*Questions*:
(a) In the honors course descriptions, which regions does the World Film course particularly emphasize?
(b) Continue the honors course descriptions past their last sentence.

*Document passage*:

World Film: Cinematic Showcasing from the Developing World
Dr. Mario Chandler, Spanish & Dr. Seema Shrikhande, Communications

This honors course will explore international film as artistic, social and political expression. In this course, students will engage film as a medium which powerfully expresses the human condition as it is viewed and defined in diverse cultural contexts. Through exposure to national cinemas from the Developing World, with particular emphasis on Africa, Asia and Latin America, students will be exposed to rich cultural landscapes quite different from their own. This course will entail class discussions, written and oral reports, presentations, supplemental readings, and critical viewing of a selection of carefully chosen international films.


Art & Power
Dr. Stephen B. Herschler, Politics & Dr. Catherine Kelley, Art

While we generally think of art as being the free expression of individual genius, the impetus behind and the consequences of art are inextricably enmeshed with power. This seminar will explore the production, dissemination, and perception of art, broadly construed, as they relate to the construction, affirmation, and contestation of social, political, institutional, and ideological power. Topics to be explored will be determined largely by seminar participants, but some examples of the range of phenomena relevant to our topic include: the Medici’s voracious patronage of art promoting their power and glory, the Sainte Chapelle’s stained glassed narrative recounting King Louis IX and the Crusades as manifestations of God’s will, the Nazi’s vehement denouncing of ‘degenerate art,’ Mao’s prominent use of poster art to fuel mass political and economic campaigns, the American government’s ubiquitous use of classical architectural forms, civilizations’ efforts at self definition through artistic depictions that often both exoticize and denigrate ‘the other,’ social and ethnic minorities’ use of indigenous art forms to promote group identity and empowerment, the ‘self-taught’ art movement’s relationship to broader institutional power structures of the contemporary American art scene, and, of course, artists’ efforts to produce works that effectively challenge or subvert the dominant political and social order of their times. Class assignments include: readings, examination and analysis of various forms of art, presentations, short writing assignments, and lots of discussion.

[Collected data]
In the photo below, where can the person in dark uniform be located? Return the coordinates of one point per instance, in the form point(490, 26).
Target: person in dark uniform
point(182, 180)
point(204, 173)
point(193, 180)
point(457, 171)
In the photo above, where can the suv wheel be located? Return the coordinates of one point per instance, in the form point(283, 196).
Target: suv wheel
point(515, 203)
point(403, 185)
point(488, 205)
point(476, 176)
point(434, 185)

*Exercise answers*:
(a) Africa, Asia and Latin America.

(b)
It’s a Small World After All: Modern Networks
Dr. Mike Rulison, Physics & Dr. Brad Stone, Sociology

Networks of various kinds are all around us, and always have been. Until very recently however, networks were thought to be sets of random connections between ‘nodes.’ It is now becoming clear that a stunning variety of networks are in fact not random, but rather of a type known as “scale-free.” Understanding this revolution in our conception of networks is critical to proper understanding of things as apparently diverse as the Catholic Inquisition, the World Wide Web, disease control, metabolism, business associations and alliances, the functioning and structure of political organizations, social networks (from cocktail parties to email linkages to sexual relationships), and terrorist cells and networks – to name just a few. We will investigate the underlying history and development of our modern conception of networks, and then consider its application to areas of interest to the participants in the seminar. Our central text is the popular book Linked, written by the founder of modern scale-free network theory, Albert-Laszlo Barabasi. The specifics of this seminar will be largely determined by the student participants.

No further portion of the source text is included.